Task prompt: Lay out every line of the items below as a JSON list of strings, one string per line, with blank lines left out. Leave the pictures out of the list.

Begin

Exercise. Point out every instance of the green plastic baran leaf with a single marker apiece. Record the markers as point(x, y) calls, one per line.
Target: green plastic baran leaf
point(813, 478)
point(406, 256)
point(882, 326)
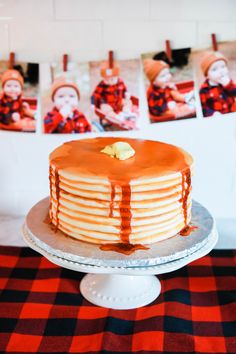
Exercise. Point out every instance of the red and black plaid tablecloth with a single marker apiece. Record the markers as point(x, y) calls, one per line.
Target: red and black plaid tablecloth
point(42, 310)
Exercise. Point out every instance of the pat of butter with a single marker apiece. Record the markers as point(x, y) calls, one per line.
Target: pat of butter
point(120, 150)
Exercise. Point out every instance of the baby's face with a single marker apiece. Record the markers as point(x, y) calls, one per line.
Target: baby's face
point(111, 80)
point(217, 71)
point(12, 88)
point(66, 96)
point(163, 77)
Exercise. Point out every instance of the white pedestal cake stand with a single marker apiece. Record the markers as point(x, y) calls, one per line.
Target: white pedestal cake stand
point(115, 280)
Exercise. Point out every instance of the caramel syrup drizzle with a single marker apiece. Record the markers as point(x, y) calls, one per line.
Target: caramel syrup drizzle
point(57, 182)
point(113, 193)
point(124, 246)
point(186, 178)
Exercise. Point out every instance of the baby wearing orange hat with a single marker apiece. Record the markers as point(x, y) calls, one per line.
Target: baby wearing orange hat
point(111, 95)
point(65, 117)
point(218, 92)
point(162, 95)
point(12, 108)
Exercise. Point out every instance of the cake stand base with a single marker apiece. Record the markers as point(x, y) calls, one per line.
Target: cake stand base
point(120, 291)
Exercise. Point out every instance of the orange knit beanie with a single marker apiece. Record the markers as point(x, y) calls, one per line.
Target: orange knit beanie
point(12, 74)
point(209, 58)
point(107, 72)
point(63, 82)
point(153, 67)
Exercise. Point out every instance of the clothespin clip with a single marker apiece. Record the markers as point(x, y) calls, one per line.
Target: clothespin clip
point(168, 50)
point(65, 62)
point(11, 61)
point(110, 59)
point(214, 42)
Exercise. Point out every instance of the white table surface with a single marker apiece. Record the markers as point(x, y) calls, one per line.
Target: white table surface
point(10, 232)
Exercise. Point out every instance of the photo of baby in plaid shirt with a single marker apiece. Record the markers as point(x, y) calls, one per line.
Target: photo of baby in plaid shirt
point(218, 91)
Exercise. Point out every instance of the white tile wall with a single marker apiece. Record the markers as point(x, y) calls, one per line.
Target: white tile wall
point(200, 10)
point(42, 30)
point(102, 9)
point(4, 39)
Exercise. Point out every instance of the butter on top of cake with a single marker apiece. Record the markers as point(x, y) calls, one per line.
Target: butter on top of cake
point(119, 150)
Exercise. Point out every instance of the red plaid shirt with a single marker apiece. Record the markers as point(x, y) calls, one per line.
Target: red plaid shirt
point(54, 122)
point(8, 106)
point(109, 94)
point(157, 99)
point(218, 98)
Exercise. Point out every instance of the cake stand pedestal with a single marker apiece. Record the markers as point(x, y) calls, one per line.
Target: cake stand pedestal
point(117, 281)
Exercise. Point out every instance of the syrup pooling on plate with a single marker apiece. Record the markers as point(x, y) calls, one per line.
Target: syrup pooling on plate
point(100, 199)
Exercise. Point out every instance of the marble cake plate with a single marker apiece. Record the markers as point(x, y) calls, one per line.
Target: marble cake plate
point(115, 280)
point(58, 244)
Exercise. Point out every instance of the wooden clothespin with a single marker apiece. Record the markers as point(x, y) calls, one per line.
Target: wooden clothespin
point(168, 50)
point(214, 42)
point(65, 62)
point(110, 59)
point(11, 61)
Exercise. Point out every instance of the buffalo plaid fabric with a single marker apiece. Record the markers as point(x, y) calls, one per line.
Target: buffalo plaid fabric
point(218, 98)
point(109, 94)
point(42, 310)
point(9, 106)
point(54, 122)
point(158, 99)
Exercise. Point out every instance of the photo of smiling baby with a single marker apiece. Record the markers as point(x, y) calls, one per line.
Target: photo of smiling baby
point(65, 99)
point(18, 98)
point(218, 91)
point(115, 94)
point(169, 88)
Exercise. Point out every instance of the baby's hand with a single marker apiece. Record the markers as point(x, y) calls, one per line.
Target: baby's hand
point(171, 104)
point(15, 116)
point(106, 108)
point(224, 80)
point(171, 85)
point(66, 111)
point(216, 113)
point(127, 95)
point(26, 105)
point(189, 96)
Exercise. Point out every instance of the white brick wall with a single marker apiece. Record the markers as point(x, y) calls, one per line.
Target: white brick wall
point(45, 29)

End

Complete answer:
[
  "Exercise. Point out every instance of the green plastic baran leaf with a single marker apiece. Record the markers as point(x, y) calls, one per line.",
  "Target: green plastic baran leaf",
  "point(813, 478)",
  "point(406, 256)",
  "point(882, 326)",
  "Exercise. Point out every instance of the red and black plaid tablecloth with a single marker apiece. Record the markers as point(x, y) calls, one per line.",
  "Target: red and black plaid tablecloth",
  "point(42, 310)",
  "Exercise. Point out every instance of the pat of butter with a single marker apiece. Record the markers as point(x, y) calls, one per line.",
  "Target: pat of butter",
  "point(120, 150)",
  "Exercise. Point out every instance of the baby's face with a single marker apiece. Record the markers as point(x, y) calls, one per line.",
  "Target: baby's face",
  "point(111, 80)",
  "point(217, 71)",
  "point(12, 88)",
  "point(66, 96)",
  "point(163, 77)",
  "Exercise. Point out every instance of the white pedestal cake stand with a single marker apiece. Record the markers as point(x, y) calls, one per line.",
  "Target: white pedestal cake stand",
  "point(115, 280)",
  "Exercise. Point out every instance of the caramel syrup drizzle with a single marker apiece. Record the markers as point(x, y) calls, one per line.",
  "Target: caramel syrup drizzle",
  "point(57, 182)",
  "point(113, 193)",
  "point(124, 246)",
  "point(186, 178)",
  "Exercise. Point out every instance of the baby wearing orange hat with a single marker apiece. Record the markers as point(x, y) calls, one per line.",
  "Target: baby wearing orange hat",
  "point(111, 95)",
  "point(65, 117)",
  "point(218, 92)",
  "point(162, 95)",
  "point(12, 108)",
  "Exercise. Point out every instance of the cake stand base with a single marker apiece. Record the markers as point(x, y) calls, one per line.",
  "Target: cake stand base",
  "point(120, 291)",
  "Exercise. Point out every instance of the orange knit beanie with a single marker apiece. Record the markers as point(x, y) calls, one per line.",
  "Target: orange knit beanie",
  "point(12, 74)",
  "point(209, 58)",
  "point(107, 72)",
  "point(63, 82)",
  "point(153, 67)",
  "Exercise. Point out every instance of the clothespin clip with a single marker apiece. Record the markers as point(x, y) calls, one per line.",
  "Target: clothespin clip",
  "point(168, 50)",
  "point(65, 62)",
  "point(11, 61)",
  "point(110, 59)",
  "point(214, 42)",
  "Exercise. Point out every instance of the white table surface with a single marker apiece. Record the markers as point(x, y) calls, one per line.",
  "Target: white table surface",
  "point(10, 232)",
  "Exercise. Point out every instance of the photo of baby in plaid shirt with a single marker apiece. Record the markers as point(x, y) calls, one per line.",
  "Target: photo of baby in plaid shirt",
  "point(218, 91)",
  "Exercise. Point out every instance of the white tile wall with a single marker apiece. Record the markers as point(x, y) calls, one per line.",
  "Target: white tile wall",
  "point(200, 10)",
  "point(42, 30)",
  "point(102, 9)",
  "point(4, 39)",
  "Exercise. Point out every instance of the butter on top of cake with a single marker apiece. Record the markers as point(x, y) calls, one per line.",
  "Target: butter on top of cake",
  "point(119, 150)",
  "Exercise. Point out every instance of the red plaid shirt with a single marker apiece. Record the markers as point(x, y) calls, one per line.",
  "Target: red plaid shirt",
  "point(54, 122)",
  "point(8, 106)",
  "point(109, 94)",
  "point(157, 99)",
  "point(218, 98)",
  "Exercise. Point out every instance of the cake stand pedestal with a single marker apiece. Record the markers as point(x, y) calls, one per line.",
  "Target: cake stand pedestal",
  "point(117, 281)",
  "Exercise. Point out every instance of the syrup pooling on plate with a single marker apiece. Record the markers as point(x, y) calls, one per line.",
  "Target: syrup pooling on plate",
  "point(100, 199)",
  "Exercise. Point out every instance of the marble cake plate with a single marker apiece. Record the markers as point(x, y) calls, one per line.",
  "Target: marble cake plate",
  "point(115, 280)",
  "point(58, 244)",
  "Exercise. Point out every instance of the wooden clothespin with a single marker apiece. Record the markers as point(x, y) calls, one per line.",
  "Target: wooden clothespin",
  "point(168, 50)",
  "point(214, 42)",
  "point(65, 62)",
  "point(110, 59)",
  "point(11, 61)",
  "Exercise. Point out every instance of the buffalo plaid fabric with a single marker apiece. Record the markers as point(x, y) calls, one per line.",
  "Target: buffalo plaid fabric",
  "point(218, 98)",
  "point(109, 94)",
  "point(42, 310)",
  "point(9, 106)",
  "point(54, 122)",
  "point(158, 99)",
  "Exercise. Point out every instance of the photo of smiling baby with a single marker apiece. Record the markers as point(x, y) calls, one per line.",
  "Target: photo of smiling baby",
  "point(65, 99)",
  "point(18, 98)",
  "point(218, 91)",
  "point(115, 94)",
  "point(169, 88)",
  "Exercise. Point out every instance of the baby's hand with a single marker apiece. Record the markers as point(x, y) calls, one per line.",
  "Target: baby's hand",
  "point(171, 104)",
  "point(15, 116)",
  "point(106, 108)",
  "point(224, 80)",
  "point(171, 85)",
  "point(66, 111)",
  "point(216, 113)",
  "point(127, 95)",
  "point(26, 105)",
  "point(189, 96)",
  "Exercise. Point out every instance of the white brick wall with a single marker apiece. Record the markers as point(x, y) calls, one per line.",
  "Target: white brick wall",
  "point(45, 29)"
]